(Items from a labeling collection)
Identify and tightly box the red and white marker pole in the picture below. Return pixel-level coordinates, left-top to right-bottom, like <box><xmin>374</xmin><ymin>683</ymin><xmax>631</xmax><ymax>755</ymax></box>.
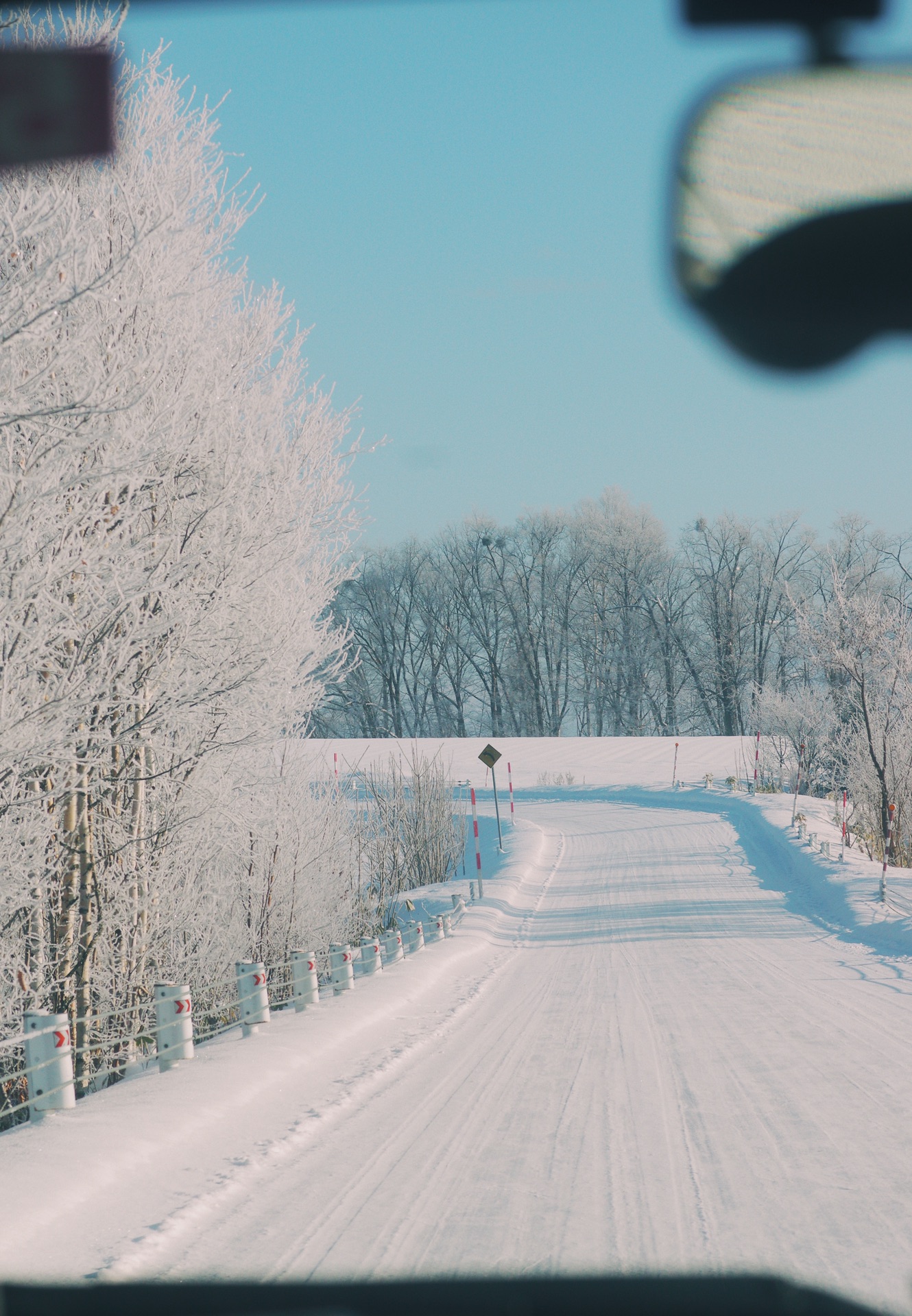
<box><xmin>880</xmin><ymin>804</ymin><xmax>896</xmax><ymax>900</ymax></box>
<box><xmin>792</xmin><ymin>745</ymin><xmax>804</xmax><ymax>827</ymax></box>
<box><xmin>839</xmin><ymin>791</ymin><xmax>849</xmax><ymax>862</ymax></box>
<box><xmin>470</xmin><ymin>785</ymin><xmax>484</xmax><ymax>900</ymax></box>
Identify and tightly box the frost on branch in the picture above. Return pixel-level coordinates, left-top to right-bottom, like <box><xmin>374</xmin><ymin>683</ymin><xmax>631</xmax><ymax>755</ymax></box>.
<box><xmin>0</xmin><ymin>13</ymin><xmax>360</xmax><ymax>1100</ymax></box>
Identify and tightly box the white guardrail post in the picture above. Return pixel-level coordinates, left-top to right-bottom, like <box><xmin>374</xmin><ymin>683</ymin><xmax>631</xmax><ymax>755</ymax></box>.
<box><xmin>424</xmin><ymin>914</ymin><xmax>444</xmax><ymax>941</ymax></box>
<box><xmin>235</xmin><ymin>960</ymin><xmax>269</xmax><ymax>1037</ymax></box>
<box><xmin>153</xmin><ymin>983</ymin><xmax>193</xmax><ymax>1074</ymax></box>
<box><xmin>383</xmin><ymin>928</ymin><xmax>405</xmax><ymax>964</ymax></box>
<box><xmin>329</xmin><ymin>942</ymin><xmax>354</xmax><ymax>996</ymax></box>
<box><xmin>291</xmin><ymin>950</ymin><xmax>320</xmax><ymax>1013</ymax></box>
<box><xmin>23</xmin><ymin>1010</ymin><xmax>76</xmax><ymax>1120</ymax></box>
<box><xmin>361</xmin><ymin>937</ymin><xmax>383</xmax><ymax>978</ymax></box>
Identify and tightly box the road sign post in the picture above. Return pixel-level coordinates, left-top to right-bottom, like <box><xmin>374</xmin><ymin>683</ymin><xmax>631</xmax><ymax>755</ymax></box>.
<box><xmin>468</xmin><ymin>785</ymin><xmax>484</xmax><ymax>900</ymax></box>
<box><xmin>478</xmin><ymin>745</ymin><xmax>504</xmax><ymax>854</ymax></box>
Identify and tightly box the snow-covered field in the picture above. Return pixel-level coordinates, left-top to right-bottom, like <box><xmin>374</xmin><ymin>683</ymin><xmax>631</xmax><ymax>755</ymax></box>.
<box><xmin>0</xmin><ymin>740</ymin><xmax>912</xmax><ymax>1309</ymax></box>
<box><xmin>301</xmin><ymin>735</ymin><xmax>754</xmax><ymax>788</ymax></box>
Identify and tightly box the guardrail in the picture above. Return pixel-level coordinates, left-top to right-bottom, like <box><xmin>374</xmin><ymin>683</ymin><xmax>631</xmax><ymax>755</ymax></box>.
<box><xmin>0</xmin><ymin>895</ymin><xmax>466</xmax><ymax>1123</ymax></box>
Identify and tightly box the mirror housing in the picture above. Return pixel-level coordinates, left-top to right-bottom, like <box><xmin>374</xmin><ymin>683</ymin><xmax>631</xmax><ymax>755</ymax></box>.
<box><xmin>673</xmin><ymin>64</ymin><xmax>912</xmax><ymax>371</ymax></box>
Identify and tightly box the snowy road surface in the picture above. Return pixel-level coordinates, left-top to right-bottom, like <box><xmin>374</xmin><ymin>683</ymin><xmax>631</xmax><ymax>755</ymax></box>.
<box><xmin>0</xmin><ymin>792</ymin><xmax>912</xmax><ymax>1308</ymax></box>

> Task to carry out:
Render every line of the records above as a JSON list of strings, one string per line, with blank lines omitted. Leave the pictures out.

> Response to this exercise:
[
  "Identify and tightly box the red and white marker pole in the picture below. Return pixel-level coordinates, left-top to right-bottom, like <box><xmin>374</xmin><ymin>683</ymin><xmax>631</xmax><ymax>755</ymax></box>.",
  "<box><xmin>880</xmin><ymin>804</ymin><xmax>896</xmax><ymax>900</ymax></box>",
  "<box><xmin>792</xmin><ymin>745</ymin><xmax>804</xmax><ymax>827</ymax></box>",
  "<box><xmin>839</xmin><ymin>791</ymin><xmax>849</xmax><ymax>862</ymax></box>",
  "<box><xmin>470</xmin><ymin>785</ymin><xmax>484</xmax><ymax>900</ymax></box>",
  "Identify and tightly box the frost on branch in the picture above. Return pixel-level coordinates, left-top to right-bottom, like <box><xmin>374</xmin><ymin>683</ymin><xmax>631</xmax><ymax>755</ymax></box>.",
  "<box><xmin>0</xmin><ymin>13</ymin><xmax>360</xmax><ymax>1100</ymax></box>",
  "Identify and tightly box the white guardrail post in the picture above. Return pixel-level coordinates, left-top to right-bottom, like <box><xmin>374</xmin><ymin>683</ymin><xmax>631</xmax><ymax>755</ymax></box>.",
  "<box><xmin>424</xmin><ymin>914</ymin><xmax>444</xmax><ymax>941</ymax></box>",
  "<box><xmin>235</xmin><ymin>960</ymin><xmax>269</xmax><ymax>1037</ymax></box>",
  "<box><xmin>153</xmin><ymin>983</ymin><xmax>193</xmax><ymax>1074</ymax></box>",
  "<box><xmin>383</xmin><ymin>928</ymin><xmax>405</xmax><ymax>964</ymax></box>",
  "<box><xmin>329</xmin><ymin>942</ymin><xmax>354</xmax><ymax>996</ymax></box>",
  "<box><xmin>291</xmin><ymin>950</ymin><xmax>320</xmax><ymax>1013</ymax></box>",
  "<box><xmin>23</xmin><ymin>1010</ymin><xmax>76</xmax><ymax>1120</ymax></box>",
  "<box><xmin>361</xmin><ymin>937</ymin><xmax>383</xmax><ymax>978</ymax></box>",
  "Identify and tightly box the road sign post in the picture above. Return pixel-level coordinates, left-top to right-bottom, like <box><xmin>374</xmin><ymin>683</ymin><xmax>631</xmax><ymax>755</ymax></box>.",
  "<box><xmin>468</xmin><ymin>785</ymin><xmax>484</xmax><ymax>900</ymax></box>",
  "<box><xmin>478</xmin><ymin>745</ymin><xmax>504</xmax><ymax>854</ymax></box>",
  "Identify and tightly box the snow-covered field in the picture above. Return pixel-level coordinates, left-top to right-bottom, like <box><xmin>374</xmin><ymin>683</ymin><xmax>631</xmax><ymax>755</ymax></box>.",
  "<box><xmin>0</xmin><ymin>740</ymin><xmax>912</xmax><ymax>1309</ymax></box>",
  "<box><xmin>301</xmin><ymin>735</ymin><xmax>754</xmax><ymax>788</ymax></box>",
  "Identify and tightly box the guardrail in the picture above. Return pixel-level coordinates, left-top to right-bottom, like <box><xmin>374</xmin><ymin>683</ymin><xmax>631</xmax><ymax>755</ymax></box>.",
  "<box><xmin>0</xmin><ymin>895</ymin><xmax>466</xmax><ymax>1123</ymax></box>",
  "Identify and tightly box the mirror housing in the picture above. Return pixel-level coordinates, left-top to right-bottom, like <box><xmin>374</xmin><ymin>683</ymin><xmax>631</xmax><ymax>755</ymax></box>.",
  "<box><xmin>673</xmin><ymin>64</ymin><xmax>912</xmax><ymax>371</ymax></box>",
  "Identify and tightly box the snowy road surface in the picture above. Return pixel-level coordinates, left-top to right-bottom, like <box><xmin>374</xmin><ymin>683</ymin><xmax>631</xmax><ymax>755</ymax></box>.",
  "<box><xmin>0</xmin><ymin>792</ymin><xmax>912</xmax><ymax>1308</ymax></box>"
]